▸ **TEXTO DE LEITURA**
• • •

Após minha escuta, pude examiná-la clinicamente. Não apresentava sinais físicos de nenhuma patologia de natureza infecciosa ou metabólica. Exceto um olhar triste e indiferente aos estímulos verbais ou visuais do seu meio. Compatível, naturalmente, com a síndrome de abandono infantil. Apesar da ausência de sinais clínicos preocupantes, em respeito aos protocolos clínicos e pediátricos, por se tratar de um caso febril, solicitei uma abordagem laboratorial. A qual foi inocente.
Há muito sabemos: qualquer trauma afetivo é capaz de comprometer o nosso sistema imunológico, especialmente em se tratando de uma criatura no início da vida orgânica e psíquica. Logo, seria prudente que os pais fossem sempre conscientizados da importância do aporte afetivo dos pais para a saúde de suas crianças. Carência afetiva, quando não mata, deixa sequelas de difícil tratamento.

• • •

▸ **OS DADOS**
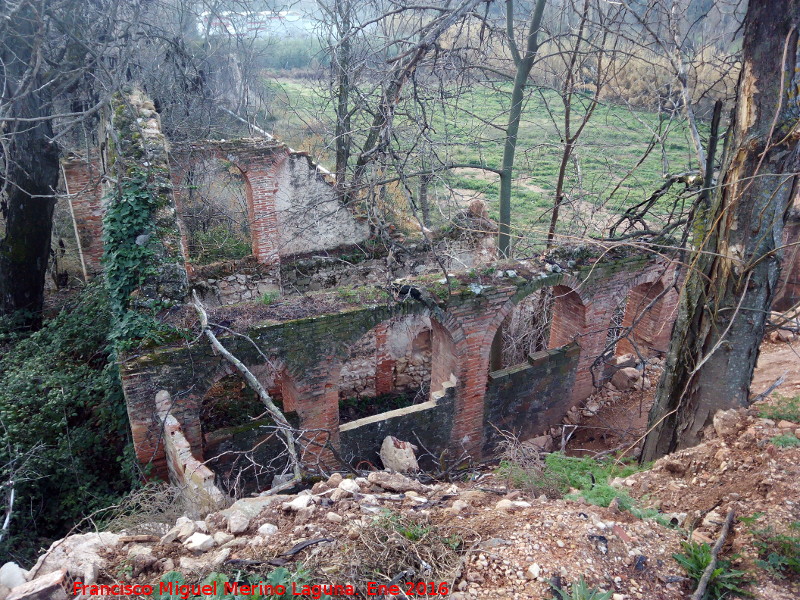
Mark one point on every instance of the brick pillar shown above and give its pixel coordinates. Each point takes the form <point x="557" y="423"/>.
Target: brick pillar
<point x="262" y="186"/>
<point x="83" y="186"/>
<point x="641" y="338"/>
<point x="316" y="401"/>
<point x="384" y="363"/>
<point x="177" y="174"/>
<point x="592" y="341"/>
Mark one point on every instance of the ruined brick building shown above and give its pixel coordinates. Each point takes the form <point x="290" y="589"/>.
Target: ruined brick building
<point x="434" y="344"/>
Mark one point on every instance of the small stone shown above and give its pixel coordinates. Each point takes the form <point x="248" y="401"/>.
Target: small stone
<point x="298" y="503"/>
<point x="238" y="523"/>
<point x="199" y="542"/>
<point x="267" y="530"/>
<point x="222" y="537"/>
<point x="505" y="504"/>
<point x="12" y="575"/>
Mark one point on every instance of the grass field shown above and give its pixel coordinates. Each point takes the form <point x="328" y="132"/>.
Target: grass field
<point x="606" y="174"/>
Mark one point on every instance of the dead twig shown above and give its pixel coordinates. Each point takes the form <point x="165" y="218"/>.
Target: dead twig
<point x="274" y="411"/>
<point x="703" y="583"/>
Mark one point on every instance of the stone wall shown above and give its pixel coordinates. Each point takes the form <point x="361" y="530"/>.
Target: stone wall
<point x="311" y="353"/>
<point x="529" y="398"/>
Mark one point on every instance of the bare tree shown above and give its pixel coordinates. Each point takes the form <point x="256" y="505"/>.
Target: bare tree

• • •

▸ **ENUNCIADO**
Devolva, sem nenhuma alteração, o trecho do texto de leitura que vai de "Há muito sabemos: qualquer" até "de difícil tratamento.". Os itens não têm qualquer relação com o texto de leitura.

▸ **ÁREA DE RESPOSTA**
Há muito sabemos: qualquer trauma afetivo é capaz de comprometer o nosso sistema imunológico, especialmente em se tratando de uma criatura no início da vida orgânica e psíquica. Logo, seria prudente que os pais fossem sempre conscientizados da importância do aporte afetivo dos pais para a saúde de suas crianças. Carência afetiva, quando não mata, deixa sequelas de difícil tratamento.